* **Goal of the exercise**: Rewrite the data starting at the line that has "Identify the target" and ending after the line that has "box: [0, 236, 1024, 513]", changing every "clicks" to "points" and leaving all else the same. Return only those lines.

* **Source data**:
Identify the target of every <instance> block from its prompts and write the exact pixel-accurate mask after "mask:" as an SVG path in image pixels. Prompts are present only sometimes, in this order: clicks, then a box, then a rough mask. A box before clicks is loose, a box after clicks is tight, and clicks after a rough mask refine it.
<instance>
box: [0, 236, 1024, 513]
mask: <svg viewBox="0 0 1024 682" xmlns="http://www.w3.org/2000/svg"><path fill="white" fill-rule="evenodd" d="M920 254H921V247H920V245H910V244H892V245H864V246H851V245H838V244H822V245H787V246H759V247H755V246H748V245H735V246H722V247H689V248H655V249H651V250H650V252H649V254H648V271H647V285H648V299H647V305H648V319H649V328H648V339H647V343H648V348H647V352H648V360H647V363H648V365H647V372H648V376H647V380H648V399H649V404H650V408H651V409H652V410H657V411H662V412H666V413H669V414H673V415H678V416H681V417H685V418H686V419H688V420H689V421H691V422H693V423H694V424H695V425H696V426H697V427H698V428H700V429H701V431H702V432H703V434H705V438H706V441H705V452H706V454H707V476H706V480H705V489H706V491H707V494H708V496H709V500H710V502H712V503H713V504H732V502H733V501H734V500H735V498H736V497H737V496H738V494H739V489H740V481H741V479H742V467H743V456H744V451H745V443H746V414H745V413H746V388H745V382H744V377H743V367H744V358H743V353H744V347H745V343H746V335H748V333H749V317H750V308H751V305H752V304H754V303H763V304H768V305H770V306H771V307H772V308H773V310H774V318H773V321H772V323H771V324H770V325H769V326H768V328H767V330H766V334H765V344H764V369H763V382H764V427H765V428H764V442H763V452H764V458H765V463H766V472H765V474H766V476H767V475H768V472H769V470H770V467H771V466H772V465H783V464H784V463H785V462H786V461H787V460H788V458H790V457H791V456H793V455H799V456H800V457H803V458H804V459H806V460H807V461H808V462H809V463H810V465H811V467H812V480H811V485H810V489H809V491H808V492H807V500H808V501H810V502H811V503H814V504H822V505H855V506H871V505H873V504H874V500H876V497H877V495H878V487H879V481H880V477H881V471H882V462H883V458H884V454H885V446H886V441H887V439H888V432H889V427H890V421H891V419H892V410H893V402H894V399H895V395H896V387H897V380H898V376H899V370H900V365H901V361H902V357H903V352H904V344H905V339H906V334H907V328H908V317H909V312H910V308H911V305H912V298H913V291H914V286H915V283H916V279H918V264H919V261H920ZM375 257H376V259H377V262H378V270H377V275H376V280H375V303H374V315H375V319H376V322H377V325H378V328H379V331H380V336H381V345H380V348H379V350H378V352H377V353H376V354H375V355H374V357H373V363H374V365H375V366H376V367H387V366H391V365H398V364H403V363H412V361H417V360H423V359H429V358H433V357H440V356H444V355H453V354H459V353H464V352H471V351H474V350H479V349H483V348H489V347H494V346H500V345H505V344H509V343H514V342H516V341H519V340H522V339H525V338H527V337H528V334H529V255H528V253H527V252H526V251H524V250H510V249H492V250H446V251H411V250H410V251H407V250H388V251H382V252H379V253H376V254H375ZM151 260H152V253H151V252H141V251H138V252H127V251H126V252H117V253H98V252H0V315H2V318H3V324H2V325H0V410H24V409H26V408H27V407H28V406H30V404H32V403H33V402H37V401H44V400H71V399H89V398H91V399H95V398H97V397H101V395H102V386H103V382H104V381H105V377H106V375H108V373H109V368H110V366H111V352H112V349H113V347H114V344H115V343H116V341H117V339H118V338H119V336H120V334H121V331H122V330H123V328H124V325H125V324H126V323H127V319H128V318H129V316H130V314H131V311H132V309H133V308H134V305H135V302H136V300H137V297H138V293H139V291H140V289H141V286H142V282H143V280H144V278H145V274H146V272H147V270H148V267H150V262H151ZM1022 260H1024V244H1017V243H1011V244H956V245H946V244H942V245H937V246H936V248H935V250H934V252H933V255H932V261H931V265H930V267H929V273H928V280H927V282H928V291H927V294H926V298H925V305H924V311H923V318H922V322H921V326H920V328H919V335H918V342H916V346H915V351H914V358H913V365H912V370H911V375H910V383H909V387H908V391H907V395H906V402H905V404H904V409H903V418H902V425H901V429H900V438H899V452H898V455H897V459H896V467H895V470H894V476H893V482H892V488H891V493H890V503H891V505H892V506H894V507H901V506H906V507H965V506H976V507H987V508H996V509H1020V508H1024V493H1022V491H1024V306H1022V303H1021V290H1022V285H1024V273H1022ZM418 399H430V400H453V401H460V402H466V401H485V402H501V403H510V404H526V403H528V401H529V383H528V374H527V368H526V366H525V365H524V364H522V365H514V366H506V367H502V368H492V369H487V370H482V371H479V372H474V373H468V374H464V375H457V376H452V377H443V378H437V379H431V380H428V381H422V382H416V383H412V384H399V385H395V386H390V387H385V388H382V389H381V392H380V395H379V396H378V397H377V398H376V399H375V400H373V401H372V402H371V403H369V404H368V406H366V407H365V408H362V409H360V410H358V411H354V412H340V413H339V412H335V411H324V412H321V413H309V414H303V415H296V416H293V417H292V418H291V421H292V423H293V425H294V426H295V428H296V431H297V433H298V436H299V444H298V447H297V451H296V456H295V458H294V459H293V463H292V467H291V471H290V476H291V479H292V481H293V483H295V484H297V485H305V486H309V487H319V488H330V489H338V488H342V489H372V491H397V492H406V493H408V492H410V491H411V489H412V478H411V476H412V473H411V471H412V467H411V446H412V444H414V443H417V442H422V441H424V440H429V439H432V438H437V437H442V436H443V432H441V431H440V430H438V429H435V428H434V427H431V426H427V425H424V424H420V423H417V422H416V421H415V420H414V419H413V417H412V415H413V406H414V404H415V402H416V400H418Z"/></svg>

...

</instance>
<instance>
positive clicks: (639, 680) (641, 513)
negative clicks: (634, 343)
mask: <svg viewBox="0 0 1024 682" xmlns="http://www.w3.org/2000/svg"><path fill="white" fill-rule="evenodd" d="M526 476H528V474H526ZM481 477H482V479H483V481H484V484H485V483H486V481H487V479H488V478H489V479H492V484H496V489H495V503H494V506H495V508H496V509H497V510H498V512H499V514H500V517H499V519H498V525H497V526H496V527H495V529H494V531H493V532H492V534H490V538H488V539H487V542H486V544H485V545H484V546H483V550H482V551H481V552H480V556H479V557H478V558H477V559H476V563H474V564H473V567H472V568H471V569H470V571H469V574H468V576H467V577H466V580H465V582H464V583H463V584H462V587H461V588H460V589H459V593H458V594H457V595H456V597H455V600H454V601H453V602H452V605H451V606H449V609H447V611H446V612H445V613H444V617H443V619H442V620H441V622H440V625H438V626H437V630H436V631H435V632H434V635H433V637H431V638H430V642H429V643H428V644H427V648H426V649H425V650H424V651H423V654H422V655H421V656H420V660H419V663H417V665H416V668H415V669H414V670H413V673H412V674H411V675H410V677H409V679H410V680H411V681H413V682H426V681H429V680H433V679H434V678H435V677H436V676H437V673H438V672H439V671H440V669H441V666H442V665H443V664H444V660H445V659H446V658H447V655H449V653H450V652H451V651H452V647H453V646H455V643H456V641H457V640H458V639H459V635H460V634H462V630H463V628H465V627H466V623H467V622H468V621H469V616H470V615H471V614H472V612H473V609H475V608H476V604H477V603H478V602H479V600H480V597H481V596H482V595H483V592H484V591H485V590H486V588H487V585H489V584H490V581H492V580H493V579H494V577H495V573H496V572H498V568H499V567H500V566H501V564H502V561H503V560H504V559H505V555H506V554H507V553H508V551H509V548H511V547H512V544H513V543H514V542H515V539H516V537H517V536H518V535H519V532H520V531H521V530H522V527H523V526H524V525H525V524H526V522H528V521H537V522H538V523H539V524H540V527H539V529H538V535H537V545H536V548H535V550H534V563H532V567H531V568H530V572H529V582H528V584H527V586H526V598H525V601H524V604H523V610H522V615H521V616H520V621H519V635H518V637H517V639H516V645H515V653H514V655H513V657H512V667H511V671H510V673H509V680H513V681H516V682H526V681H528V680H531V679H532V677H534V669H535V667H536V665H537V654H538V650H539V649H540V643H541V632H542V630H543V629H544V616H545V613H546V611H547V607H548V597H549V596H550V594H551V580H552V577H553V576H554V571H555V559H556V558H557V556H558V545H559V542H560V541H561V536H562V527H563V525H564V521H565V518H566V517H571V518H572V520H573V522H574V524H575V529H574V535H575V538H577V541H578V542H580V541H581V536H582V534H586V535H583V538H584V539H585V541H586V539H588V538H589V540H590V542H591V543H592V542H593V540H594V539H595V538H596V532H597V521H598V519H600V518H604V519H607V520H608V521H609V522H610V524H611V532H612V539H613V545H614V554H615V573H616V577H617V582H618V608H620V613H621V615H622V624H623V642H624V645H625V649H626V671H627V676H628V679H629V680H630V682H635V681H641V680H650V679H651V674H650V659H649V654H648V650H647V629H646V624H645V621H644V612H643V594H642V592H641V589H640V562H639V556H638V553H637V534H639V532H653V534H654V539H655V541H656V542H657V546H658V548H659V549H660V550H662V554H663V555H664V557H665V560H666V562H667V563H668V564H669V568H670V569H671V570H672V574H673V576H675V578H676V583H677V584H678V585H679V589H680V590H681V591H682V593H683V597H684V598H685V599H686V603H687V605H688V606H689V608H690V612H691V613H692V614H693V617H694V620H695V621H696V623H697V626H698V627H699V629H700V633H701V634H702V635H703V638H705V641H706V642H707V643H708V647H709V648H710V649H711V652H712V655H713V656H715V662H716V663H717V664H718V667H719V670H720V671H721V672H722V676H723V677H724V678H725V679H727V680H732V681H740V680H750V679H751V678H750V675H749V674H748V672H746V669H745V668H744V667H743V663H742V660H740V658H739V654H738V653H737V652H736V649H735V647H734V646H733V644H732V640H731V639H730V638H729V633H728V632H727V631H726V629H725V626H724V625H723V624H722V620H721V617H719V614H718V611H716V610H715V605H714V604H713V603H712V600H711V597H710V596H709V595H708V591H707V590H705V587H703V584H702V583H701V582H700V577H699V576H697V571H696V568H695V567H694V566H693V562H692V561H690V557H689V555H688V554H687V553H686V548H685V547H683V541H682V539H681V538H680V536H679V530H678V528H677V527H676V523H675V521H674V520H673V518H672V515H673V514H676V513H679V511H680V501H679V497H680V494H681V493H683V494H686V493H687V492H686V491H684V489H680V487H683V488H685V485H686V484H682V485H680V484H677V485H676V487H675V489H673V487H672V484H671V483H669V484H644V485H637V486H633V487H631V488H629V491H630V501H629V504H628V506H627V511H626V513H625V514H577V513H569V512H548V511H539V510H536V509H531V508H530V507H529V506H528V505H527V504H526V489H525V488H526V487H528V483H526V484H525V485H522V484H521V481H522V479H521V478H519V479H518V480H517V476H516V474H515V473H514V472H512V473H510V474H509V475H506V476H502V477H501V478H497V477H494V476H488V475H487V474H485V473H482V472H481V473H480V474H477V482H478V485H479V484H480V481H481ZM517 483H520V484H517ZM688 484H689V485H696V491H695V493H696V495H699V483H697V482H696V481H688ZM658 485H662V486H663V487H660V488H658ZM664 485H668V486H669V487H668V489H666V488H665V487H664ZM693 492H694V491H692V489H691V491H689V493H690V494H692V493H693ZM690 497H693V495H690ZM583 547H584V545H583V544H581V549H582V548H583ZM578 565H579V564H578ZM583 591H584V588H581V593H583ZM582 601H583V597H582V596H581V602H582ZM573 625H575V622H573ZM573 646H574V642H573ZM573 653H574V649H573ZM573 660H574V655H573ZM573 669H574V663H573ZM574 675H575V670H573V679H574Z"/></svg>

* **Response to the task**:
Identify the target of every <instance> block from its prompts and write the exact pixel-accurate mask after "mask:" as an SVG path in image pixels. Prompts are present only sometimes, in this order: points, then a box, then a rough mask. A box before points is loose, a box after points is tight, and points after a rough mask refine it.
<instance>
box: [0, 236, 1024, 513]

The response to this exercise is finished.